| Document text |

┄┄┄┄┄┄┄┄┄┄┄┄┄┄┄┄┄┄┄┄

> Any system has a 'natural set' of metrics I'm trying to offer the perspective ...

temporarely · 2024-07-11T20:39:19.000000Z

Fine, but I'm now wondering what sort of "data" is going to help you "charge the battery in a customer's device for them [or] move their phone closer to a cell tower."

A natural metric for a distributed system is connectivity (or conversely partition detection). A metric on connectivity is informative. Can the information help you heal the partition? Maybe, maybe not. Time to hit the logs and see why the partition occurred and if an actionable remedy is possible.

(I'm trying to understand your pov btw, so clarify as you will.)

ryukoposting · 2024-07-12T02:26:55.000000Z

> I'm now wondering what sort of "data" is going to help you "charge the battery in a customer's device for them [or] move their phone closer to a cell tower."

None. The idea is that you have to think about what you'd actually do with that data once you've collected. If it's something that far-fetched, it isn't worth collecting that data. (This philosphy is also convenient for GDPR reasons)

Distributed systems are one place where metrics can be genuinely useful. They can be good at reducing the complexity of a bunch of interacting nodes down to something a bit more digestible. Distributed systems have their own fascinating technical challenges. One of the less-fascinating difficulties is that you're at the mercy of your client's IT. If they don't want their devices phoning home, you don't get real-time metrics. You might be able to store some stuff for offline diagnostic purposes, but other practical limits arise from there.

How do you detect partitions? You could have each device periodically record a snapshot of its routing table, but then if you wanted to identify the partition, you'd have to go fetch data from each node individually. So, maybe you have them share their routing tables with each other, thereby allowing the partition detection to happen on the fly. That's great, but now you're using precious, precious bandwidth hurling around diagnostic data that you might not even be able to access in practice. There's really no right answer here.

┄┄┄┄┄┄┄┄┄┄┄┄┄┄┄┄┄┄┄┄

| Entries provided |

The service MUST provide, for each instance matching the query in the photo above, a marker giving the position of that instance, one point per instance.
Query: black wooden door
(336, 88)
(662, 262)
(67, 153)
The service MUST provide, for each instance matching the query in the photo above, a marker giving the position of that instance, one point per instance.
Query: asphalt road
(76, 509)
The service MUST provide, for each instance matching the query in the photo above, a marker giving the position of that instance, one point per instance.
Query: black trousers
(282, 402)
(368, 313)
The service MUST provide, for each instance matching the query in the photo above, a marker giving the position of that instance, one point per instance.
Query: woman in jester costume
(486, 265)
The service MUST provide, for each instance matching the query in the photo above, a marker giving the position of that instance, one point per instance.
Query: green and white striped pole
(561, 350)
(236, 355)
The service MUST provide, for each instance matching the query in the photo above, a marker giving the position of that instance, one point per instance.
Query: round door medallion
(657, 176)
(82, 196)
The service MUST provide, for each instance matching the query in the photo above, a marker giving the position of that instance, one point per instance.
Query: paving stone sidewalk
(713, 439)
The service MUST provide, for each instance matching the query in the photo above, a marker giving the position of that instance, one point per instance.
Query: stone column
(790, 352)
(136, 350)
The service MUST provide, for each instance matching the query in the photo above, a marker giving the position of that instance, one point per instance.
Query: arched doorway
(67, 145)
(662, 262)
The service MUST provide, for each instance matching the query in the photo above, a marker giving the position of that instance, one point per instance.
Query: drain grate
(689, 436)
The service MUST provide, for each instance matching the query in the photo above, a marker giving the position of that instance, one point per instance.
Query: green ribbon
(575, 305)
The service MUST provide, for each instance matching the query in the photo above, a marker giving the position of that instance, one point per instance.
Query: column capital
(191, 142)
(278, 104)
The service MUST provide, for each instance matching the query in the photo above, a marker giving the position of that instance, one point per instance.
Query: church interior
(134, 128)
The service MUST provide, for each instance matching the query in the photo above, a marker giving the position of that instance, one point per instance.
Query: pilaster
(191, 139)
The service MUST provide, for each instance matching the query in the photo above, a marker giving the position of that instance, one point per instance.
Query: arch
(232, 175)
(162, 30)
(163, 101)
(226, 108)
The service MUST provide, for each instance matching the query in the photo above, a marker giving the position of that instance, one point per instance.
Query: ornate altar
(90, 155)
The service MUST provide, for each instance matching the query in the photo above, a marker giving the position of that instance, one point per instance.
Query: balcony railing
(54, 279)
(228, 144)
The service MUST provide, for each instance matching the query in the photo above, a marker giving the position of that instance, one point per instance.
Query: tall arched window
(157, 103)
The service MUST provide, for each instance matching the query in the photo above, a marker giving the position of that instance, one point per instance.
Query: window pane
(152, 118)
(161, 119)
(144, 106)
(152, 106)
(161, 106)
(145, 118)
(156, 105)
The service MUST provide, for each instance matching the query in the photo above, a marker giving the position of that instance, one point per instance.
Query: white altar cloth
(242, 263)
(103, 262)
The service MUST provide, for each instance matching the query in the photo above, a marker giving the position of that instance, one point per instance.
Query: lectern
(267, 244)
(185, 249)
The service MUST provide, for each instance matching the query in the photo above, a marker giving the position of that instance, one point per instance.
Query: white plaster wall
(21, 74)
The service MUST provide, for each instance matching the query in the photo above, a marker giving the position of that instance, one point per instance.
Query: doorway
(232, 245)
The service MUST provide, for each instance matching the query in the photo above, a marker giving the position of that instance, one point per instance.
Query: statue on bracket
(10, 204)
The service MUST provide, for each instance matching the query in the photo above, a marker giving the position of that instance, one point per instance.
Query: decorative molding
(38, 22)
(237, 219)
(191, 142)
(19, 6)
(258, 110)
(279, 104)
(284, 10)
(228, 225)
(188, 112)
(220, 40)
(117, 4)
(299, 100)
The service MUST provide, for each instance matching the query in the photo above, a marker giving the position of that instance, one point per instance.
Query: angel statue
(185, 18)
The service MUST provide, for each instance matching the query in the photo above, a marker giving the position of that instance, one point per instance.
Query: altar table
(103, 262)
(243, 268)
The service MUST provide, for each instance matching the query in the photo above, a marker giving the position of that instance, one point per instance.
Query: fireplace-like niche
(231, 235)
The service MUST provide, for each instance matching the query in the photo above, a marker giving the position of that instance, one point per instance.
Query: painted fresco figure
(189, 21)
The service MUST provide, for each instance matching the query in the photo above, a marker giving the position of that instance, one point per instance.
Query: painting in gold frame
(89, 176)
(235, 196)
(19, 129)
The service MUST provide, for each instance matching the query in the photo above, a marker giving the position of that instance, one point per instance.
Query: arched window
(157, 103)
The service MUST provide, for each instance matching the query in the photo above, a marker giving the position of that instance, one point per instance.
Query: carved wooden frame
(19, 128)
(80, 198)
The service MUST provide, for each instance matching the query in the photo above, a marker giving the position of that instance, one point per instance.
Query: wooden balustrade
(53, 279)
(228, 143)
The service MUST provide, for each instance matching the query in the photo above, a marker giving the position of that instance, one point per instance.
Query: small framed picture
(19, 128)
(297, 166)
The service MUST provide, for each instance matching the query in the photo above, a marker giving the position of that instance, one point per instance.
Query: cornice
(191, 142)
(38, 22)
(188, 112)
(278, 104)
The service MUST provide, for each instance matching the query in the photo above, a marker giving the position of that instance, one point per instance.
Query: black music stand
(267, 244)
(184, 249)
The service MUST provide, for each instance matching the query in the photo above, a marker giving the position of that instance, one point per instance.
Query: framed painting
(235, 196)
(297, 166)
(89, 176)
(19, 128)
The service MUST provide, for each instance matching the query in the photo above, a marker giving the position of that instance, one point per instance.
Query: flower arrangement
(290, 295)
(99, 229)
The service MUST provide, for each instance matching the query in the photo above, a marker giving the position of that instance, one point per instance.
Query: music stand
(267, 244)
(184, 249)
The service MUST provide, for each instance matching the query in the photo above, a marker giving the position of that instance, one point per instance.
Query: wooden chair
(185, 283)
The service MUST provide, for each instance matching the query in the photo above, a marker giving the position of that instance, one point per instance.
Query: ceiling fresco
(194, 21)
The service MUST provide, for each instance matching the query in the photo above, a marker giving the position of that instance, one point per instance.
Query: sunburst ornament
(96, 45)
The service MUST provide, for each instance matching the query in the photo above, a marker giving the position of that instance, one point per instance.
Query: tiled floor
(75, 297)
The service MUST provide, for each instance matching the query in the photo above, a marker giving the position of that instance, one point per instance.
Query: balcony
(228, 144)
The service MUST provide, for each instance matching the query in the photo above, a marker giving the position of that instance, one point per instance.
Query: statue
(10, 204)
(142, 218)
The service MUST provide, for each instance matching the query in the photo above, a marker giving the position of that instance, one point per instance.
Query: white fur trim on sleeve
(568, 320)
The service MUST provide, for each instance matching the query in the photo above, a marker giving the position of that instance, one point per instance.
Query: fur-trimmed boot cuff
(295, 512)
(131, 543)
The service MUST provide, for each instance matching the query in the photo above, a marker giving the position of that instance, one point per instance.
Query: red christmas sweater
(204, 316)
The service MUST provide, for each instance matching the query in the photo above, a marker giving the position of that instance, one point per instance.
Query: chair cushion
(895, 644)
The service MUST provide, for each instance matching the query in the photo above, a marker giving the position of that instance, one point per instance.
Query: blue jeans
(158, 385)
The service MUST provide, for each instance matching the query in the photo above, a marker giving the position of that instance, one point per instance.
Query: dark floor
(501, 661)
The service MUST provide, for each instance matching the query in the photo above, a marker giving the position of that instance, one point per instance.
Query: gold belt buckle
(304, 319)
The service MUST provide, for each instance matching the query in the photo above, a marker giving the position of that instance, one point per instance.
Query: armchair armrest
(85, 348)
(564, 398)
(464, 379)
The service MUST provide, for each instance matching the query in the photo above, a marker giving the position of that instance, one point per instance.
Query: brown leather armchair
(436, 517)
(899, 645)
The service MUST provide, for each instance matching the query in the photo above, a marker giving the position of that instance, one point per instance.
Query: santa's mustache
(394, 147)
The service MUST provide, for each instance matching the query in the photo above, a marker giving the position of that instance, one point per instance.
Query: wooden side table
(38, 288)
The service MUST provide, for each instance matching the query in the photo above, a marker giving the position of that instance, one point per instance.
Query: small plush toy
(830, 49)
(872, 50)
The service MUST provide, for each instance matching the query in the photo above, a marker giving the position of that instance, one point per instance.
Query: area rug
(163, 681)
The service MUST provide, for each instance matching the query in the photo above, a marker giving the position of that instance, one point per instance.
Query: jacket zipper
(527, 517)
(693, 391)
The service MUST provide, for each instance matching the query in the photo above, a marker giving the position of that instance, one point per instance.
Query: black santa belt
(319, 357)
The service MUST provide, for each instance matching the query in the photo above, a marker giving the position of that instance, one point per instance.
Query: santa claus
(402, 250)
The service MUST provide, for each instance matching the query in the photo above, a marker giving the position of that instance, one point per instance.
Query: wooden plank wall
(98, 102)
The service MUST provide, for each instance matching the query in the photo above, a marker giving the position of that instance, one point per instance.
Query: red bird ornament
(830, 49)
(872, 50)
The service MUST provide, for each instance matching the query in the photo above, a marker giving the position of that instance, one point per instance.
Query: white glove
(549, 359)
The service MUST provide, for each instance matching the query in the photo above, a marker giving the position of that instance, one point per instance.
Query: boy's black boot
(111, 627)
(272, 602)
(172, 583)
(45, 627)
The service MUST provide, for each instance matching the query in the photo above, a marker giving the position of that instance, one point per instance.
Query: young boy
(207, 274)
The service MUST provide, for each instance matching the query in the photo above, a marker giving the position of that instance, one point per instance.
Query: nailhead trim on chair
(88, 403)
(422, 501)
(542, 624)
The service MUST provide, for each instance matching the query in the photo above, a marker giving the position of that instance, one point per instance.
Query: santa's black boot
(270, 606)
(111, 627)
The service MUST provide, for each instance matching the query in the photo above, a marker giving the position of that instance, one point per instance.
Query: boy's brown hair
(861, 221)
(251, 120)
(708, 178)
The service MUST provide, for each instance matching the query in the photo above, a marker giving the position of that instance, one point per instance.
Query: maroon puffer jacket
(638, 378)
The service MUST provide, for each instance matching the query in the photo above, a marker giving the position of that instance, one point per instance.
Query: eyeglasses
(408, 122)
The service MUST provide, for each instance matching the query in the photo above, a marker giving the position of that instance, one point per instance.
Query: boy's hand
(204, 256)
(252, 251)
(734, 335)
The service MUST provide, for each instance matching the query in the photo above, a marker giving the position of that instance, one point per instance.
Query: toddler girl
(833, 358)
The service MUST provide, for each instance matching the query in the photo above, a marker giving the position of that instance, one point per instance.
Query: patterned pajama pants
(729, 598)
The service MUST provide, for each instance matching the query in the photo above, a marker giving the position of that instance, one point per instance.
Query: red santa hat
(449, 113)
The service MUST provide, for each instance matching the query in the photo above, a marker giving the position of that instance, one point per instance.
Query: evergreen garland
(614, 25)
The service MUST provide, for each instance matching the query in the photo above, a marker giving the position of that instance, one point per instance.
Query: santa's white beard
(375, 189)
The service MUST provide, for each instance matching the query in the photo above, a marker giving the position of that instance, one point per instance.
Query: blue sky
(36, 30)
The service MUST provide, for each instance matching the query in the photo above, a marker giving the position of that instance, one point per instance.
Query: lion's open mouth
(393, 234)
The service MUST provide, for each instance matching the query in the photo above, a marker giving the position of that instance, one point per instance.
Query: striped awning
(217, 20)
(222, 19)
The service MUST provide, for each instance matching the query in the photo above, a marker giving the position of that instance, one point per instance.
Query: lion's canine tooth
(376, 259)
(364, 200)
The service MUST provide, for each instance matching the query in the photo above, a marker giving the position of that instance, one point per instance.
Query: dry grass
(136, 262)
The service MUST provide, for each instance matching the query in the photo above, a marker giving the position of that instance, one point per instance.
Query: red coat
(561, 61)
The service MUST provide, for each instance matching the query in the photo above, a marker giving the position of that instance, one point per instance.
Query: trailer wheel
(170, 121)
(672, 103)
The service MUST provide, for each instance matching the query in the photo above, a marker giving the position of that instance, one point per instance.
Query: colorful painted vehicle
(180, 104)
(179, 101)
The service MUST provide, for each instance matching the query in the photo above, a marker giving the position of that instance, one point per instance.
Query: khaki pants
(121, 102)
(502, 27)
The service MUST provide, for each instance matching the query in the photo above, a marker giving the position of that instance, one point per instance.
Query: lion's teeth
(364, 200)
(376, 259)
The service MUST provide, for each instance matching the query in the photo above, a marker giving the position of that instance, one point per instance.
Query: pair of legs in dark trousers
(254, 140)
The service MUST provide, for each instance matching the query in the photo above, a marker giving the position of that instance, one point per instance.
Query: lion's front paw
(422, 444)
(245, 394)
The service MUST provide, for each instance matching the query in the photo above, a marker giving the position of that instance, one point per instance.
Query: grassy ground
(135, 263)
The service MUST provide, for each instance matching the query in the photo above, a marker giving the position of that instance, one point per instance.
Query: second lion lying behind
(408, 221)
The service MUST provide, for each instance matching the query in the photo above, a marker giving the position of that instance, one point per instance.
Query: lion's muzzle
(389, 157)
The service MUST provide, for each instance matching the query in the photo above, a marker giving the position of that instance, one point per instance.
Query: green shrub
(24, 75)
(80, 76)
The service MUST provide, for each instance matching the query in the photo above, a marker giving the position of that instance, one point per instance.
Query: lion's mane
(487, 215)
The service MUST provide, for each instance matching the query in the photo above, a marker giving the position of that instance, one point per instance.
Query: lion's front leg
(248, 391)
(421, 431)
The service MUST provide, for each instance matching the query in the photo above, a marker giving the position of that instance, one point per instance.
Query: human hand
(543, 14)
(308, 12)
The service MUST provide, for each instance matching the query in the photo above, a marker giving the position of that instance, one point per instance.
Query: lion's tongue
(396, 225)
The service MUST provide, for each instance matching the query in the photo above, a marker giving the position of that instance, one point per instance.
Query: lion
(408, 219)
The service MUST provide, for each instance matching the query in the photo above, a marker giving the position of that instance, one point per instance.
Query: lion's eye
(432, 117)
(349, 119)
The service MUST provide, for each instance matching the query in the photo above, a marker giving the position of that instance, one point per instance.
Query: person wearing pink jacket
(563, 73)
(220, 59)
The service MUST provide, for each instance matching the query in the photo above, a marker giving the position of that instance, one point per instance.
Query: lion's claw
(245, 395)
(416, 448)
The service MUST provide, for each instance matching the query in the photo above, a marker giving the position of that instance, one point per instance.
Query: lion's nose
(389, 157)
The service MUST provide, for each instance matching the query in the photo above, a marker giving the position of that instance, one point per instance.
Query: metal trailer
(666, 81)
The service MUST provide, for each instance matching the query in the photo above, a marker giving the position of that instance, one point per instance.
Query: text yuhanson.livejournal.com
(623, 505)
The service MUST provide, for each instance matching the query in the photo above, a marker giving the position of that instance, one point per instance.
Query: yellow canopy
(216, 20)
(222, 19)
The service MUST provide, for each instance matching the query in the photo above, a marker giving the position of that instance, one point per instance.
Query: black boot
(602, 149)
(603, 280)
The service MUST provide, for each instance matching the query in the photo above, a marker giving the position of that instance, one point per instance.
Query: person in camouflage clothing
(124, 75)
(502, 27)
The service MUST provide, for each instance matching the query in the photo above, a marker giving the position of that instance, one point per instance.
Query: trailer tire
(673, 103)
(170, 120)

┄┄┄┄┄┄┄┄┄┄┄┄┄┄┄┄┄┄┄┄

| Work item |
Render this sentence from the forum thread on metrics in Spanish: "Distributed systems are one place where metrics can be genuinely useful." The items have nothing to do with the forum thread.

| Exercise answer |
Los sistemas distribuidos son un ámbito en el que las métricas pueden ser realmente útiles.